§ TASK OBJECTIVE
Copy each line exactly. Drop every picture.

Dataset records about object locations:
○ ○ ○ ○

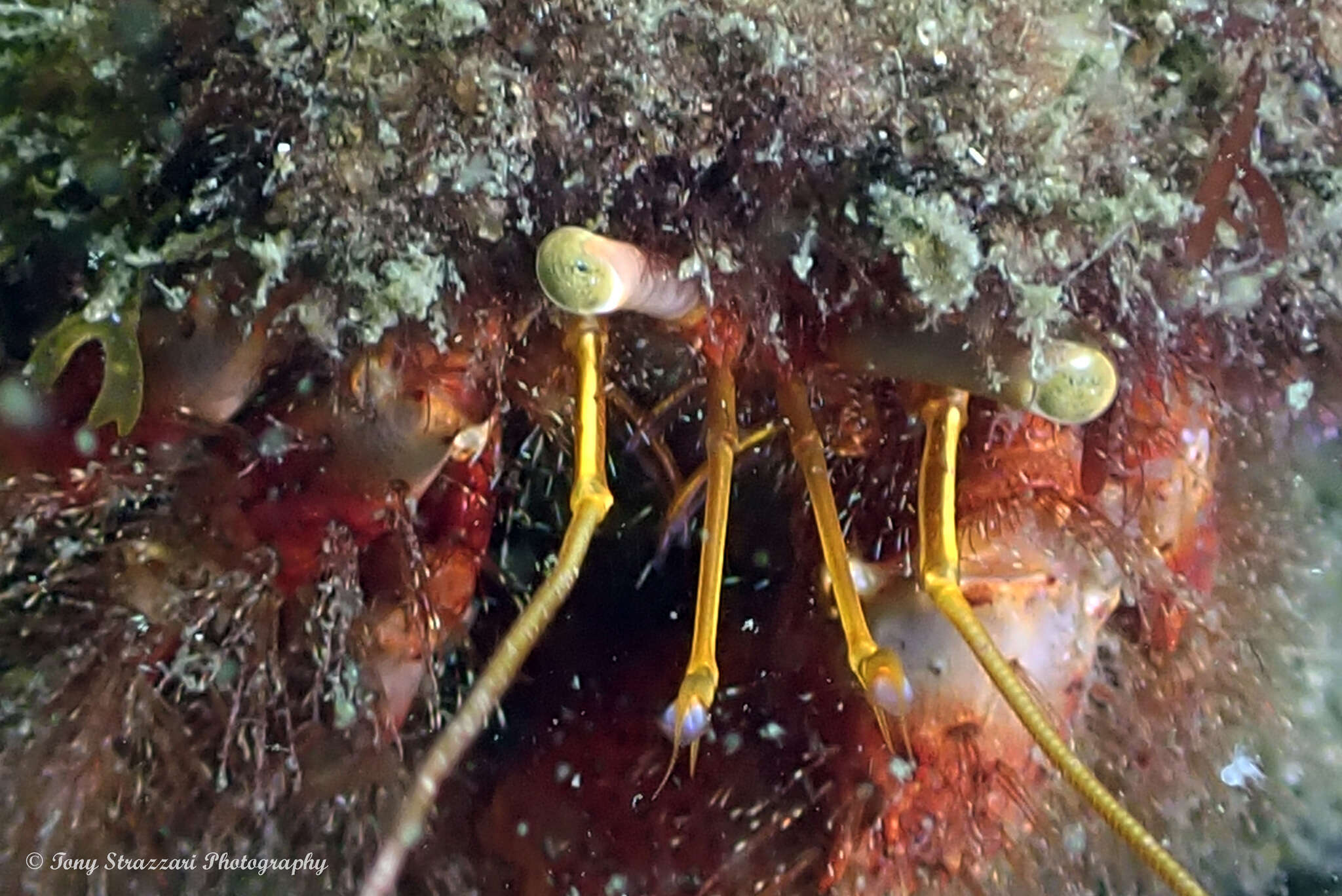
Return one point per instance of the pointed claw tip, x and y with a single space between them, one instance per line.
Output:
687 726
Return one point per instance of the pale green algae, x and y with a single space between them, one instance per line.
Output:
123 388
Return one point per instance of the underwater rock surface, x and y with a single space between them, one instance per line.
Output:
318 221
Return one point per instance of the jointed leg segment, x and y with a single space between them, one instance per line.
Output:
938 570
877 668
687 717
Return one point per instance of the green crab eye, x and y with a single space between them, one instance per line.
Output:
1074 383
575 275
124 372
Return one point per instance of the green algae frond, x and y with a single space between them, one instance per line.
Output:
124 372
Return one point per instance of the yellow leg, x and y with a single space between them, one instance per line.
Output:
590 500
687 717
938 568
691 486
878 668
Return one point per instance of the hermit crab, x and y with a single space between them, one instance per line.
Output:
430 312
1062 383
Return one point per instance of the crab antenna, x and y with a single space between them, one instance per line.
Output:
590 500
938 570
878 668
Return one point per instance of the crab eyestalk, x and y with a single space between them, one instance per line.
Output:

○ ○ ○ ○

§ RESULT OF THE TASK
Return one point per instance of the pointed claw tip, x and y with a single space between them, one instance per line.
Output:
687 726
Return one point per instance of the pale green algae, x and y with a single space between them, one instance per line.
Output:
123 388
Return one point per instance of the underwater rock surface, x and y with a single space between them, one instance per line.
Output:
318 221
Return one point per instance of the jointed leg segment, x and y with a single space between them, one instance per line.
Output:
938 570
877 668
687 717
Return one point per instance of the green crab eye, x and y with a single space between them, one instance per line.
Output:
1074 383
575 275
124 372
Return one point per instance of the green algae frond, x and y with a single space between them, one instance per line.
Output:
124 372
Return one point per instance of the yellow leg, x and y with a single space between them, one instance per line.
Output:
590 500
687 717
938 568
691 486
878 668
Return one point per instance of the hermit crab, x and y with a single space between them, one instance per line.
Output:
430 312
1062 383
Return one point per instance of the crab antenna, x and y with a single space between them, one instance per line.
Output:
590 500
938 570
878 668
Return one point per instance of the crab eyestalk, x and y with a single space between them, one instance per line.
Output:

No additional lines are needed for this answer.